***** Extracted text *****

This is why I pretty much think all these ae's are MUD.
The way its first presented is intended to get everyone on her side and properly outaged. Oh but then, the details come out. Doesn't believe in marriage, won't buy a house without marriage, can't afford the house anyway, but the boyfriend should totes buy the house she wants. Sounds legit.
I never said he should buy the house I want. I said above that at the end of the day I understand it is his money, his choice. I was merely asking about if I had the right to feel like I should maybe have some input. I know the final decision is his and his only.
Eh, we did the same thing when we bought before we were married. Bought in my name only since there was no legal commitment.
I wasn't saying that they necessarily should buy it together. I genuinely wanted to know the answer to the question. Does OP have troubled finances? Is the future of the relationship uncertain? Did he outright say no? Just trying to understand the situation.
I'm looking to purchase a summer home (yes, I've asked for his input) and cannot swing both homes on my income alone.
This is ridiculous. Neither of you want to commit to any damn thing, so just KOKO for all I care. Why are you even asking this question? Why are you even here? We're married life, do you believe in us? And WTF does that even mean, you don't believe in marriage? That makes no sense. It's not a fucking unicorn, it's real, you have no choice but to believe in it. It's like science.
Don't you know that 100% of divorced people were once married?!? Marriage kills relationships!!!
This is ridiculous. Neither of you want to commit to any damn thing, so just KOKO for all I care. Why are you even asking this question? Why are you even here? We're married life, do you believe in us? And WTF does that even mean, you don't believe in marriage? That makes no sense. It's not a fucking unicorn, it's real, you have no choice but to believe in it. It's like science.

*****

**Given problem:** Reproduce the part of the comment thread starting with "This is why" and going on through "wants. Sounds legit.", word for word. These rows were taken from a source other than the comment thread.

***** Given records *****

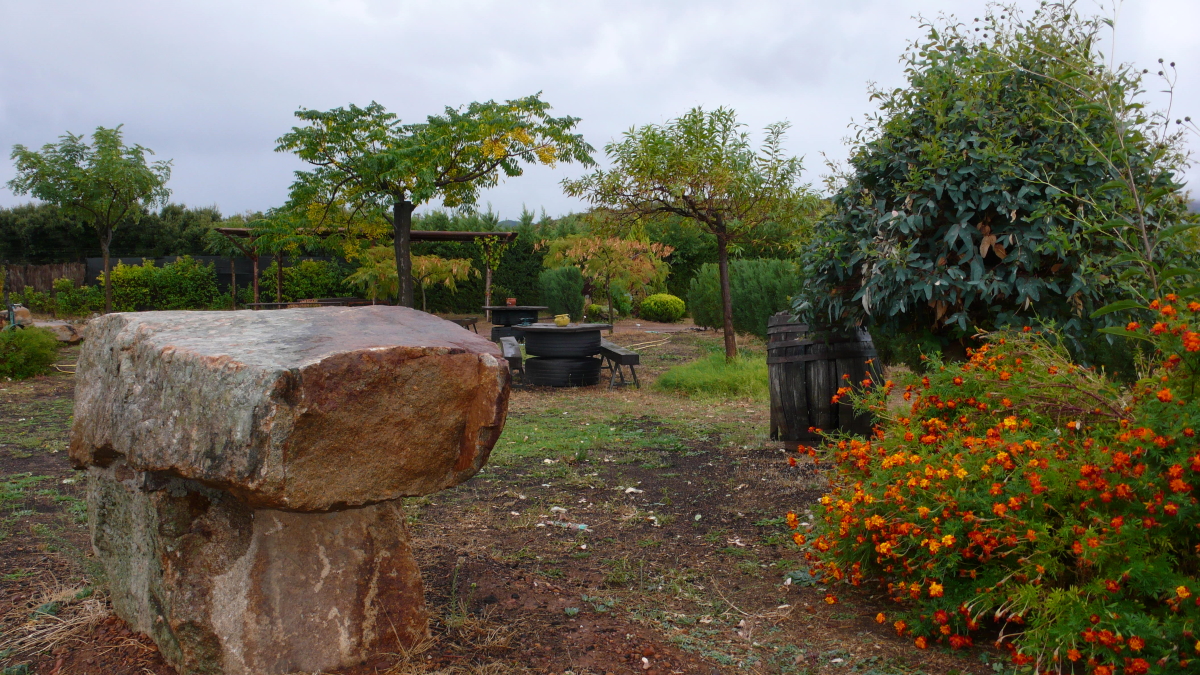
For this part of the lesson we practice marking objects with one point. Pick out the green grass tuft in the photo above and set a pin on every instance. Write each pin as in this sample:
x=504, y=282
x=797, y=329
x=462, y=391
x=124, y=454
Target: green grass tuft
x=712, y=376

*****

**Solution:**
This is why I pretty much think all these ae's are MUD.
The way its first presented is intended to get everyone on her side and properly outaged. Oh but then, the details come out. Doesn't believe in marriage, won't buy a house without marriage, can't afford the house anyway, but the boyfriend should totes buy the house she wants. Sounds legit.